七月大歌舞伎・昼の部 [舞台]
7月16日(月)
スーパー歌舞伎
三代猿之助 四十八撰の内 ヤマトタケル
小碓命後にヤマトタケル/大碓命 亀治郎改め猿之助
帝 中 車
タケヒコ 右 近
ワカタケル 初舞台團 子
兄橘姫/みやず姫 笑 也
弟橘姫 春 猿
老大臣 寿 猿
ヘタルベ 弘太郎
帝の使者 月乃助
倭姫 笑三郎
熊襲弟タケル/ヤイラム 猿 弥
尾張の国造 竹三郎
皇后/姥神 門之助
熊襲兄タケル/山神 彌十郎
開演前に、猿之助と中車二人だけの口上付き。普通と違って次の出番の衣装を着けての口上。二人だけのせいか、夜の部のよりもくだけた感じなのが良い感じ。
新猿之助が襲名披露に選んだのはスーパー歌舞伎のヤマトタケル。無理、と言う声を押し切ったと言うだけあって力も入っているし、なにより本当にノっているのが観ていて良くわかる。そういえば、数年前どこかの座談会で新しい歌舞伎座で何がやりたいか、と聞かれて「ヤマトタケル」って即答していたもんな。ずっとやりたくてしようがなかったんだろう。
◇ ◇ ◇ ◇
_作業内容_: 上の観劇記のうち、「新猿之助が襲名披露に選んだの」から始まり「てしようがなかったんだろう。」で終わる部分を、一字も変えずに書き写してください。

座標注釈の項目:
◇ ◇ ◇ ◇
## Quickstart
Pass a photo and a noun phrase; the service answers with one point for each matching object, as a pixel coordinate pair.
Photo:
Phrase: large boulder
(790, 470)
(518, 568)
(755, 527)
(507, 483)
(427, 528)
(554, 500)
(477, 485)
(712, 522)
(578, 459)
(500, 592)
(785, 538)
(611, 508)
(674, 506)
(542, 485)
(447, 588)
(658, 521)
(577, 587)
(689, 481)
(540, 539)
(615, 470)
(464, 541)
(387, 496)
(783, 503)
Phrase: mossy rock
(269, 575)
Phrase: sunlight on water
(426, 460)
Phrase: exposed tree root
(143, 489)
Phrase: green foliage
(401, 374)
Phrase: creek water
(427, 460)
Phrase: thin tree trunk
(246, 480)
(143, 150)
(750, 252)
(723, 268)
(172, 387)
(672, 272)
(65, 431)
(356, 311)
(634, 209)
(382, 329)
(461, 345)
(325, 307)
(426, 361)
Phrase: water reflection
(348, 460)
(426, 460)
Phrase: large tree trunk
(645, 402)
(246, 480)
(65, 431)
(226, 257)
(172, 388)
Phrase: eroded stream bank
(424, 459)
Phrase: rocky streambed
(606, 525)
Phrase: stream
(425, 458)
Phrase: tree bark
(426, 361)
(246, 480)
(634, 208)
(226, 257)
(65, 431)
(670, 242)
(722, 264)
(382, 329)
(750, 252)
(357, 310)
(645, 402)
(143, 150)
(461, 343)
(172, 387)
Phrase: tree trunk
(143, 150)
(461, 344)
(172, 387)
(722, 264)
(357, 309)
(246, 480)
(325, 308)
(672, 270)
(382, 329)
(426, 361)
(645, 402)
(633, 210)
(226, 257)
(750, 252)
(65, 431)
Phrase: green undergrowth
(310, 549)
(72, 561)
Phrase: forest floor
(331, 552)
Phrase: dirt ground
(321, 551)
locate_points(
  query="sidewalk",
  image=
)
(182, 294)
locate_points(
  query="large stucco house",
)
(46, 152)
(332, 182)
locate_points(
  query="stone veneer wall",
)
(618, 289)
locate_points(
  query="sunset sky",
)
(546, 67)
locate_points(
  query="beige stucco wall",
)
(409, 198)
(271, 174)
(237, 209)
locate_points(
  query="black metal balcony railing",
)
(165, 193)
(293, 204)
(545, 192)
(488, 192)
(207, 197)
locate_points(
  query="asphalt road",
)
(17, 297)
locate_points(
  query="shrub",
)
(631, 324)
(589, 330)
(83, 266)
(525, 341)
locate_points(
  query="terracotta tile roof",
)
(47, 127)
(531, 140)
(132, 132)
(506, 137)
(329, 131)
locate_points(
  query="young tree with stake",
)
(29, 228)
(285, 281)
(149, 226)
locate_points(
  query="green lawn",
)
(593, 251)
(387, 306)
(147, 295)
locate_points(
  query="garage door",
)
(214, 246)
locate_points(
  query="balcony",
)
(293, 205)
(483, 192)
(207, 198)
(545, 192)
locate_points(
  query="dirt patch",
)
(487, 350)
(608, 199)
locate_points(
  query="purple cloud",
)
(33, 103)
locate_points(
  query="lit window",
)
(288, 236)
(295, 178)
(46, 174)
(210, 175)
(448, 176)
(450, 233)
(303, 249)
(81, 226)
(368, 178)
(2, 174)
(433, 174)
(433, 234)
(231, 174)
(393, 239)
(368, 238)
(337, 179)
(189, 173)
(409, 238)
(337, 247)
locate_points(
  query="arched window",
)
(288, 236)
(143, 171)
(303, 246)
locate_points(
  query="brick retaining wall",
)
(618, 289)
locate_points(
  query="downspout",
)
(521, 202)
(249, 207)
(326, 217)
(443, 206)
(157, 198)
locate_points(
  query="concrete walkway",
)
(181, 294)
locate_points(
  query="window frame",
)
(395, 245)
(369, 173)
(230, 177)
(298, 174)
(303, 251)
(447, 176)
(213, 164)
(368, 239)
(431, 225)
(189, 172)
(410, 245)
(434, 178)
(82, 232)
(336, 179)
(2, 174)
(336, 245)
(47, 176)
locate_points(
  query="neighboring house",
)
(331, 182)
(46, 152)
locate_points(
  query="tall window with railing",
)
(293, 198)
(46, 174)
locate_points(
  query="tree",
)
◇ ◇ ◇ ◇
_出力全文_:
新猿之助が襲名披露に選んだのはスーパー歌舞伎のヤマトタケル。無理、と言う声を押し切ったと言うだけあって力も入っているし、なにより本当にノっているのが観ていて良くわかる。そういえば、数年前どこかの座談会で新しい歌舞伎座で何がやりたいか、と聞かれて「ヤマトタケル」って即答していたもんな。ずっとやりたくてしようがなかったんだろう。